*WRITTEN EXERCISE 1*: Count the lines in the entries that contain the word "pink". Give only the number.

*EXCERPTED PASSAGE*:
__________________________________________________

Troubleshooting the top 10 Kubernetes errors

As Kubernetes adoption continues to soar, even seasoned engineers can find themselves grappling with perplexing errors.

Whether you're managing a handful of pods or an enterprise-scale cluster, these common hiccups can leave you with a Kubernetes troubleshooting nightmare.

The challenges only grow when you start to introduce:

Different environments, like edge and airgapped sites
More teams of administrators and developers, each with different access privileges
More complex stacks of software integrations in each cluster, each with images and dependencies

Let's look at ten of the most common Kubernetes errors and arm you with debugging strategies, useful tools, and resources to keep your deployments running smoothly.

1. CrashLoopBackOff

A Kubernetes error message was so frequent and feared that it spawned its own memes.

What does it mean?

The error CrashLoopBackOff means a containerized application within a pod is repeatedly crashing after starting. After the crash, the kubelet restarts the container, it crashes again, then backs off and waits to try again.

What’s the cause?

Application code issues
Misconfiguration
Missing dependencies
Insufficient resources

How can you troubleshoot it?

1. Inspect the logs of the crashing pod using:

kubectl logs <pod_name>

This command helps you identify the root cause by showing the output and error logs of the application running inside the pod.

2. Check the event logs for the pod:

kubectl describe pod <pod_name>

This provides detailed information about the pod's lifecycle and recent events, which can indicate configuration issues or resource constraints.

3. Inspect previous container instances with:

kubectl describe pod <pod-name> -p

This shows you the logs of the pod before it crashed. You can use -p or --previous.

4. Adjust resource limits (CPU, memory) if needed. To adjust resource limits in a Pod, you need to modify the pod’s YAML specification to include the resource requests and limits under each container specification. Resource requests specify the amount of CPU and memory a container needs, while resource limits specify the maximum amount it can use. Here's an example for a Pod:

apiVersion: v1
kind: Pod
metadata:
  name: mypod
spec:
  containers:
  - name: mycontainer
    image: myimage
    resources:
      requests:
        memory: "64Mi"
        cpu: "250m"
      limits:
        memory: "128Mi"
        cpu: "500m"

__________________________________________________

*WRITTEN EXERCISE 2*: In the Kubernetes troubleshooting guide, which option can be used instead of -p to see a pod's logs from before it crashed?

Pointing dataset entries
__________________________________________________

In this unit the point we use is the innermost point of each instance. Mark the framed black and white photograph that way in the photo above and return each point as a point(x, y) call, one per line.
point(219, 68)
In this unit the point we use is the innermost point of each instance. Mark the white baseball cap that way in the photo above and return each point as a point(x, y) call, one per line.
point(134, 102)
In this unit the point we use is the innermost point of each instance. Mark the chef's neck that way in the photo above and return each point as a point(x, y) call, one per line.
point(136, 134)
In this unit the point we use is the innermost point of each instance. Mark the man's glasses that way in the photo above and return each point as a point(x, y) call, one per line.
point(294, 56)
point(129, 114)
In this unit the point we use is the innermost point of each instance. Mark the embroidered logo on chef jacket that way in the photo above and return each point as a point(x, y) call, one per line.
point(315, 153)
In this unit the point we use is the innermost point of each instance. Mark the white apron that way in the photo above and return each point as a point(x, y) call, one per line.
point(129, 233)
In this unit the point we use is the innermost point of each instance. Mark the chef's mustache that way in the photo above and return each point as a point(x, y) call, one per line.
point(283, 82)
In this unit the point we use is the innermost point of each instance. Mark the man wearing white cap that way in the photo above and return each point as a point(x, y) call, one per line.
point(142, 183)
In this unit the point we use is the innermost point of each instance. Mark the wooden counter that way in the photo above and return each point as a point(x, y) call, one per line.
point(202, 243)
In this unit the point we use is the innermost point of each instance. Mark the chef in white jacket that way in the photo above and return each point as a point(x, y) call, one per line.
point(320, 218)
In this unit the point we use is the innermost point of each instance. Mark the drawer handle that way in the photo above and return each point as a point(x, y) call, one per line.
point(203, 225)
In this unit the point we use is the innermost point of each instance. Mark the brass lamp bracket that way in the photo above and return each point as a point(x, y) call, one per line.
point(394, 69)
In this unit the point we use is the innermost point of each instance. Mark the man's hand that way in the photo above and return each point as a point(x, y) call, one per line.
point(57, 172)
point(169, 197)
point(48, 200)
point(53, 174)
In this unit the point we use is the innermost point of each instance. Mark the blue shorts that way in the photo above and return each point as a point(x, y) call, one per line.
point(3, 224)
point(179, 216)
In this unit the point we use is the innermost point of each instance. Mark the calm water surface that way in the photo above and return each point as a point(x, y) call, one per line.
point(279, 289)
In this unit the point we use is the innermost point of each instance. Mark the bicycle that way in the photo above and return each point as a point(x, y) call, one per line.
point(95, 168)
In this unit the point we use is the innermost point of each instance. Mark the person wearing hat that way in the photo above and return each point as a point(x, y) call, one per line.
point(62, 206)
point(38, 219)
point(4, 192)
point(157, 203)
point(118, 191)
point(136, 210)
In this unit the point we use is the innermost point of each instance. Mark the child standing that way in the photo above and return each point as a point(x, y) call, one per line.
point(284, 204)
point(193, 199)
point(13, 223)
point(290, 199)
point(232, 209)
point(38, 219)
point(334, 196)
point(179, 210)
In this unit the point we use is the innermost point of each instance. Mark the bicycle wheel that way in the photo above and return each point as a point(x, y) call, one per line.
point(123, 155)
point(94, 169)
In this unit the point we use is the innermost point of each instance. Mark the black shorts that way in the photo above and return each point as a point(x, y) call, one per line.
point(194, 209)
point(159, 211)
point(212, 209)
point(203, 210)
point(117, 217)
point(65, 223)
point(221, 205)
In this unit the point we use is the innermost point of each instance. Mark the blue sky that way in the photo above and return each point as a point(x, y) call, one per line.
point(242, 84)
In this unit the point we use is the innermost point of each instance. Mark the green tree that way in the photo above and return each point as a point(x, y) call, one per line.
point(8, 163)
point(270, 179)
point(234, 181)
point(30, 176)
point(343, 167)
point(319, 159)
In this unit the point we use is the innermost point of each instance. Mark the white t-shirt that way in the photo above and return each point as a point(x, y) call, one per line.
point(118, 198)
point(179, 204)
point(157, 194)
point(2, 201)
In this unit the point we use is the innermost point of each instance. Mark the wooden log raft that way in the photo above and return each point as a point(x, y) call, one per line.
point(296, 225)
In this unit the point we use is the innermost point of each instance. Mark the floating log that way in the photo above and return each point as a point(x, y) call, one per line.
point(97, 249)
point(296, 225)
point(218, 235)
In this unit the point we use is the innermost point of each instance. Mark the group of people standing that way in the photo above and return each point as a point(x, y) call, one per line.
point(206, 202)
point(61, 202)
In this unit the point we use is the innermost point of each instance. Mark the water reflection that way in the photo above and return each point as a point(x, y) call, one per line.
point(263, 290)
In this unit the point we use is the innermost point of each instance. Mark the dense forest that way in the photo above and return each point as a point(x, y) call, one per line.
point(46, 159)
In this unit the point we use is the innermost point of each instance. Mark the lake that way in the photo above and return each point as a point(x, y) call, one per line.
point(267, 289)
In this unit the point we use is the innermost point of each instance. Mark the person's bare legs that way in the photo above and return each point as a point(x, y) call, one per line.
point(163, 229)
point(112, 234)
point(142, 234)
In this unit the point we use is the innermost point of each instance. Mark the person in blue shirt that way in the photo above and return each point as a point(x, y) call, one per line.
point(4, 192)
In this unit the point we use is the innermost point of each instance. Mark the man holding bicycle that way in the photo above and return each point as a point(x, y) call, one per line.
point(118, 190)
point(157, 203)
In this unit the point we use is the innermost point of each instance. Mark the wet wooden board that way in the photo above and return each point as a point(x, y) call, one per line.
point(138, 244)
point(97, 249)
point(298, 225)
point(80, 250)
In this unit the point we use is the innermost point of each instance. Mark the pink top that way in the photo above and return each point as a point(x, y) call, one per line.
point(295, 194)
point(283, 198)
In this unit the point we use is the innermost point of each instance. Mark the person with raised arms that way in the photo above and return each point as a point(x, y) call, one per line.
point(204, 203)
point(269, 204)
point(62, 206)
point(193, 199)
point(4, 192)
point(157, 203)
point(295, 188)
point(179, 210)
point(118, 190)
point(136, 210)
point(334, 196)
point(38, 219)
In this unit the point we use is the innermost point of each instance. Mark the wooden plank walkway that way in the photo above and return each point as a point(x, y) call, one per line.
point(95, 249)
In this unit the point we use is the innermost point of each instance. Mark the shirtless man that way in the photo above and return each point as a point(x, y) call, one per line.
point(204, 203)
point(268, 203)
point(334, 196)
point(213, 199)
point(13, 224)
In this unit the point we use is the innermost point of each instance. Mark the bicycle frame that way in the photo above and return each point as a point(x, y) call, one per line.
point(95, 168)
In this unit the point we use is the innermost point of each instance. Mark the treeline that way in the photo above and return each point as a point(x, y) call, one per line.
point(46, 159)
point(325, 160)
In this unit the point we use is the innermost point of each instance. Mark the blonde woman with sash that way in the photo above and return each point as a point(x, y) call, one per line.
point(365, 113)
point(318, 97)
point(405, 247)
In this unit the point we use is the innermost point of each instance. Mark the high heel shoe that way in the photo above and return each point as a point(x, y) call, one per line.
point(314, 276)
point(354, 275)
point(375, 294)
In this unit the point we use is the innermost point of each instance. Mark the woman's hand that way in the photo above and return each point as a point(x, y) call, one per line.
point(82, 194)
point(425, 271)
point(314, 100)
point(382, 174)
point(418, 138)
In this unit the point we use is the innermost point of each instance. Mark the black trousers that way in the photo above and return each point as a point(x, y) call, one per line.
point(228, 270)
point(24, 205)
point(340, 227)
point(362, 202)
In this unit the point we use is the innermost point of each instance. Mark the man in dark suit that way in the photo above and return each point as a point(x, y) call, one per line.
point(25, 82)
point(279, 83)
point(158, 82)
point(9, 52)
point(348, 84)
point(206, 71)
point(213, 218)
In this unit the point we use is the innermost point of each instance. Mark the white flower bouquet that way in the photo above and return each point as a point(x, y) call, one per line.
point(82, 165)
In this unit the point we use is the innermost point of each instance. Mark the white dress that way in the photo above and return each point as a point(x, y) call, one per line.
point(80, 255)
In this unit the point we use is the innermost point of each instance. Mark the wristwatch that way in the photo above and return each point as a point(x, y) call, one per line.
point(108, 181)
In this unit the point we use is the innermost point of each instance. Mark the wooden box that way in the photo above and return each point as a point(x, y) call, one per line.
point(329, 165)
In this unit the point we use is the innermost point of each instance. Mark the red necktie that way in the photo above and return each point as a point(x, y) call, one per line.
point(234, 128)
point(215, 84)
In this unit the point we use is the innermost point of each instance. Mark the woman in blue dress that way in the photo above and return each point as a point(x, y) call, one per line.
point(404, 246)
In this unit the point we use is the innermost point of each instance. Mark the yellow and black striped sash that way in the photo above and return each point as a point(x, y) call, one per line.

__________________________________________________

*FINAL ANSWER 1*: 1

*FINAL ANSWER 2*: --previous